== REQUIREMENT ==
Beginning with the line that holds "Task: pick out the hand near face." in the data below, give again every line through the one that holds "Task: pick out the white hair.", exactly as written.

• • •

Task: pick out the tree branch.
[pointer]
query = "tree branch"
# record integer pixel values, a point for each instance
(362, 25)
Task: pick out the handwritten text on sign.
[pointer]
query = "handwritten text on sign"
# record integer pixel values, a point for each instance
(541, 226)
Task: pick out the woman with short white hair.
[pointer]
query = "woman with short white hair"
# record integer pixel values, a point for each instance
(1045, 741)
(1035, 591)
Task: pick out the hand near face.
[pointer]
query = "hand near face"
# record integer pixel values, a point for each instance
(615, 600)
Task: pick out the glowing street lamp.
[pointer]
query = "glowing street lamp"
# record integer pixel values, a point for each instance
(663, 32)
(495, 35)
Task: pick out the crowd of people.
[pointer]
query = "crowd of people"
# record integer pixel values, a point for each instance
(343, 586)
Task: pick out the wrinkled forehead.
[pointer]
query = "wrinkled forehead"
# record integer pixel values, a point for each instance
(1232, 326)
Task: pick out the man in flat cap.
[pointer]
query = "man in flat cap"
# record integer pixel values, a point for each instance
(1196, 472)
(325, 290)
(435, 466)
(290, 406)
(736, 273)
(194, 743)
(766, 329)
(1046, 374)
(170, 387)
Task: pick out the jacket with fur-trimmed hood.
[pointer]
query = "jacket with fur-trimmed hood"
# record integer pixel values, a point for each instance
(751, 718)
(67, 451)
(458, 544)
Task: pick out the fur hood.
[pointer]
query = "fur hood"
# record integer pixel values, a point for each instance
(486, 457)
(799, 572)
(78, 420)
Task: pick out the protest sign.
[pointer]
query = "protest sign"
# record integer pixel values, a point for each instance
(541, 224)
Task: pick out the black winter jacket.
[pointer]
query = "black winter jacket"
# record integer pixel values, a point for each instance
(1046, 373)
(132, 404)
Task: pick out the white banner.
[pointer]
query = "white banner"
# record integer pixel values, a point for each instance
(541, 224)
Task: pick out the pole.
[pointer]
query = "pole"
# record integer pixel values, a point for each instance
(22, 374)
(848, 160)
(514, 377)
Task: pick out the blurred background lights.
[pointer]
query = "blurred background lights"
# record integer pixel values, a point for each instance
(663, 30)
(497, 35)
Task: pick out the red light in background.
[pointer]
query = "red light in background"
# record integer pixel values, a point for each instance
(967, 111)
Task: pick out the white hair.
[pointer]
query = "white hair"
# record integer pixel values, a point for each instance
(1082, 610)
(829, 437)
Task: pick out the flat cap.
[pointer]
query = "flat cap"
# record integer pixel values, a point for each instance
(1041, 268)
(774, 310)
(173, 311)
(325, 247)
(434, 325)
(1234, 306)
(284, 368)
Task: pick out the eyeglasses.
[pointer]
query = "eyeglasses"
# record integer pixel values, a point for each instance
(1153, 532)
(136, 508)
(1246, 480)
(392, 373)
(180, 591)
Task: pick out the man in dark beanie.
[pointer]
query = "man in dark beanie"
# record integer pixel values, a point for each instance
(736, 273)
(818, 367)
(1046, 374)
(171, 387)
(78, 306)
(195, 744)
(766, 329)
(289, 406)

• • •

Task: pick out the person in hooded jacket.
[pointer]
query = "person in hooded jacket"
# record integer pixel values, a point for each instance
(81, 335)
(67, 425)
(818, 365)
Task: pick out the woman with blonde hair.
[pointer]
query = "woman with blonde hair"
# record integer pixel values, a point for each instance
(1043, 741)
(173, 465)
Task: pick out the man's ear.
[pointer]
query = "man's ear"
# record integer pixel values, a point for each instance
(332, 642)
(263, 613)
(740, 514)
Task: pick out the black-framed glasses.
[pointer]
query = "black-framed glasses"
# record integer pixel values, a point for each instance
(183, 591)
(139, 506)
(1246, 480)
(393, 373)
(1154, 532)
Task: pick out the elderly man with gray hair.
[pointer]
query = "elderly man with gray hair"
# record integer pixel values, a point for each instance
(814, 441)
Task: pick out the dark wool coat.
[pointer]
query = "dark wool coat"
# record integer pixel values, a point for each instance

• • •

== THE ANSWER ==
Task: pick out the hand near face.
[pointer]
query = "hand near face"
# record integer pixel values, a point for each instance
(615, 600)
Task: pick out the glowing street lamp.
[pointer]
query = "glowing street lamp"
# record integer pixel values, a point for each instance
(663, 32)
(495, 35)
Task: pick out the crowd of people.
[pointer]
query = "crowd of people"
# record integer pixel values, a point for each instance
(343, 586)
Task: pick out the wrinkled forehead.
[pointer]
query = "wrinkled forehead"
# record integer pixel values, a point for each instance
(1232, 326)
Task: pick out the man in flat cap.
[pointer]
query = "man in flat cap"
# record integer pixel values, a point for each instance
(1196, 472)
(325, 290)
(435, 466)
(290, 406)
(736, 273)
(194, 743)
(766, 329)
(1046, 374)
(170, 387)
Task: pick out the jacket with fur-trimmed hood.
[pointer]
query = "jacket with fur-trimmed hood"
# record integer pixel values, a point for each instance
(751, 718)
(67, 451)
(458, 544)
Task: pick out the fur hood.
[pointer]
query = "fur hood"
# record integer pixel values, a point for each instance
(486, 457)
(799, 572)
(78, 420)
Task: pick out the protest sign.
[pointer]
query = "protest sign"
# record integer pixel values, a point for each instance
(541, 224)
Task: pick out the black winter jacket.
[pointer]
query = "black winter jacket"
# record integer pixel values, a point for each instance
(1046, 373)
(132, 404)
Task: pick out the white banner.
[pointer]
query = "white banner"
# record integer pixel values, a point for each instance
(541, 224)
Task: pick out the pole.
[pointer]
query = "pole"
# record integer pixel values, a point for each instance
(22, 374)
(848, 160)
(514, 377)
Task: pick out the blurred background lights.
[pointer]
query = "blurred background lights"
# record integer pixel values, a point for each instance
(663, 30)
(497, 35)
Task: pick out the red light in background.
[pointer]
query = "red light in background"
# record integer pixel values, a point for each instance
(967, 111)
Task: pick out the white hair.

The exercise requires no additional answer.